:: SUPPLIED DATA ::
......
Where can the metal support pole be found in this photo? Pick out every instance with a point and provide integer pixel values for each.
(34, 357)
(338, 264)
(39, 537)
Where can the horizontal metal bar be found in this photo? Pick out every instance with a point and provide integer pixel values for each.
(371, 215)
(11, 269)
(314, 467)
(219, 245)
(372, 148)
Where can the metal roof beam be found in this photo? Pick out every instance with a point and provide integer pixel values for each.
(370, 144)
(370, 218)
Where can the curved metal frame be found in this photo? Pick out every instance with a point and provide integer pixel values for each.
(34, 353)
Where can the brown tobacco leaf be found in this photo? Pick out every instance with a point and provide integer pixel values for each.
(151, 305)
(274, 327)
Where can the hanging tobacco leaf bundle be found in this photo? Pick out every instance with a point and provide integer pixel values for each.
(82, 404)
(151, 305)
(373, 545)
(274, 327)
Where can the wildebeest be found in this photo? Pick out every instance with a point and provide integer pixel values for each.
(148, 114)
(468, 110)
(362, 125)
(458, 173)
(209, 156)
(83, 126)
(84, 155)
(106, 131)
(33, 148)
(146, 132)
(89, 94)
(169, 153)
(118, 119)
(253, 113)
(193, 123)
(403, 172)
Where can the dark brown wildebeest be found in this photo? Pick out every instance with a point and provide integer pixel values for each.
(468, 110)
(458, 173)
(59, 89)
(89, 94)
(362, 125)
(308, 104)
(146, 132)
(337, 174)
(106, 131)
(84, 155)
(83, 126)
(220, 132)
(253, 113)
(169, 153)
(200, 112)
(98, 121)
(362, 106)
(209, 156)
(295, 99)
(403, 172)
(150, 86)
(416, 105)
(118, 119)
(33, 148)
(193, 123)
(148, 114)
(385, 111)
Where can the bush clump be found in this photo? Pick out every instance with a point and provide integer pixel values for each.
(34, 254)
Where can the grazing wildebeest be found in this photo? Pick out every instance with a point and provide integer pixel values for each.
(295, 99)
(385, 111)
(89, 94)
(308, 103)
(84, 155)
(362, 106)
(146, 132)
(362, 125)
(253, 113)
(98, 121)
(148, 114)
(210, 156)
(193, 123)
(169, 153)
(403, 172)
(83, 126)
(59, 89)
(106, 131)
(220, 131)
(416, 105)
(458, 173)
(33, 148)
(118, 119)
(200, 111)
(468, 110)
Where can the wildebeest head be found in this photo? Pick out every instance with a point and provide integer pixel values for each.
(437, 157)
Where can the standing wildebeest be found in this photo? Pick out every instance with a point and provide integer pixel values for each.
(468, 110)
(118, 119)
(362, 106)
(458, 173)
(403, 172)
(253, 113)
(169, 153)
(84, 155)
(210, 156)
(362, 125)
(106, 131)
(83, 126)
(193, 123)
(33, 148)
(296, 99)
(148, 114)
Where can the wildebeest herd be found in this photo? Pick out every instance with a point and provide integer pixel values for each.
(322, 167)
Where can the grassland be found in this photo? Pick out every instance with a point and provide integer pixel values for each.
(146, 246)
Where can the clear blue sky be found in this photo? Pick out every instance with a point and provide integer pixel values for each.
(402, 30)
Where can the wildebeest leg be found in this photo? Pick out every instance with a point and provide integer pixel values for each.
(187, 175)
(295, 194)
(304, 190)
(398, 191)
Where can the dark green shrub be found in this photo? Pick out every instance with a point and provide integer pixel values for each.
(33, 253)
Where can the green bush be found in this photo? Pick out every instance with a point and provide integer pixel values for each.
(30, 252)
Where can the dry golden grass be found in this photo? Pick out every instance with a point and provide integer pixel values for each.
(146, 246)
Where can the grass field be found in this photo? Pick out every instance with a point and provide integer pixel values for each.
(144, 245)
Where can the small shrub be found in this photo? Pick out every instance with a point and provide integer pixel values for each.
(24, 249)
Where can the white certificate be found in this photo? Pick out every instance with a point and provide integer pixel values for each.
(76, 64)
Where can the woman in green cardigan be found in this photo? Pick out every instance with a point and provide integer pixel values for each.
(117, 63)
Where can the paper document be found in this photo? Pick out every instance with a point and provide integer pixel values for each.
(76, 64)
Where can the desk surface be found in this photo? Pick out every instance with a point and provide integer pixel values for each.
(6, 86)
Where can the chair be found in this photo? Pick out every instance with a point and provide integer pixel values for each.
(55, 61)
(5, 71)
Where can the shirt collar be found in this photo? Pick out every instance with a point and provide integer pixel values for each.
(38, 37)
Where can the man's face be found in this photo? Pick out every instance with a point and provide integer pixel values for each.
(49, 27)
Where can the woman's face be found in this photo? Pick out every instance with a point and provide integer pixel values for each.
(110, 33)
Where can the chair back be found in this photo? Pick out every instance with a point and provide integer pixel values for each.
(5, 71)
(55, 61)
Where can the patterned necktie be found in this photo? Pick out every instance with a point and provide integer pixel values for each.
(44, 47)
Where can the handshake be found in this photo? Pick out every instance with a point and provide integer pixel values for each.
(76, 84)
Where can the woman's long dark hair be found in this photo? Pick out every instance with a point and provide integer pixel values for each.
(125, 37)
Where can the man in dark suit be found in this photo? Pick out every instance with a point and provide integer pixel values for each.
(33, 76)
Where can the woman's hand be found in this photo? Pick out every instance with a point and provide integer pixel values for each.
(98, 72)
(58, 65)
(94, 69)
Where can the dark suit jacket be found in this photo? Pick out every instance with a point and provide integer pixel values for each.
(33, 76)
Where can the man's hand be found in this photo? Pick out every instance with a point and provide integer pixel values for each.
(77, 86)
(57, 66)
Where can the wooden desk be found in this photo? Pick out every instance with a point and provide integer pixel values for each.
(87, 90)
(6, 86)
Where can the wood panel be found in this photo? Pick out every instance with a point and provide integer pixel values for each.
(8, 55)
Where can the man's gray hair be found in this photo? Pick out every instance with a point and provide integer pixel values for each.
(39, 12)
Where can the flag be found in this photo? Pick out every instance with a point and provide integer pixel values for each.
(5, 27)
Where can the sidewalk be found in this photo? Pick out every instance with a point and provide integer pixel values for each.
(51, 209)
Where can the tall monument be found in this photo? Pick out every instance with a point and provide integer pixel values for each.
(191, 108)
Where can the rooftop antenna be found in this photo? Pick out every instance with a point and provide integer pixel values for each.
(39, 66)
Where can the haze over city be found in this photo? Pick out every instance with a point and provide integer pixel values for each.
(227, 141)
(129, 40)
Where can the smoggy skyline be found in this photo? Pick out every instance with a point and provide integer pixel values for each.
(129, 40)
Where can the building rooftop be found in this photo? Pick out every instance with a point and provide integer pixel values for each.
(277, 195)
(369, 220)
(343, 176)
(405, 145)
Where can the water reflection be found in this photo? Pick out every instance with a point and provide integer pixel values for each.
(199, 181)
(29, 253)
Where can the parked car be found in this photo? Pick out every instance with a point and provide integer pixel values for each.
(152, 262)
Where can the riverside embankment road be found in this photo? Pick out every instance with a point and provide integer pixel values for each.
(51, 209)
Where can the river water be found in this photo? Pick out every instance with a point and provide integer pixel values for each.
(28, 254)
......
Rescale the lines above, from the line with "Where can the parked" through the final line, by writing each one out again in full and multiplying every point coordinate by 1.6. Round each result to a whole number, with halves rounded up.

:: WORKED ANSWER ::
Where can the parked car be found in this photo? Pick out every instance with a point and provide integer pixel values for each.
(243, 419)
Where can the riverside embankment road be found in this photo? Pick out every instance with a point and provide integer pixel values for each.
(82, 334)
Where can the river water be found in this photo? Pick out every instance with a point and provide integer pixel values for each.
(45, 406)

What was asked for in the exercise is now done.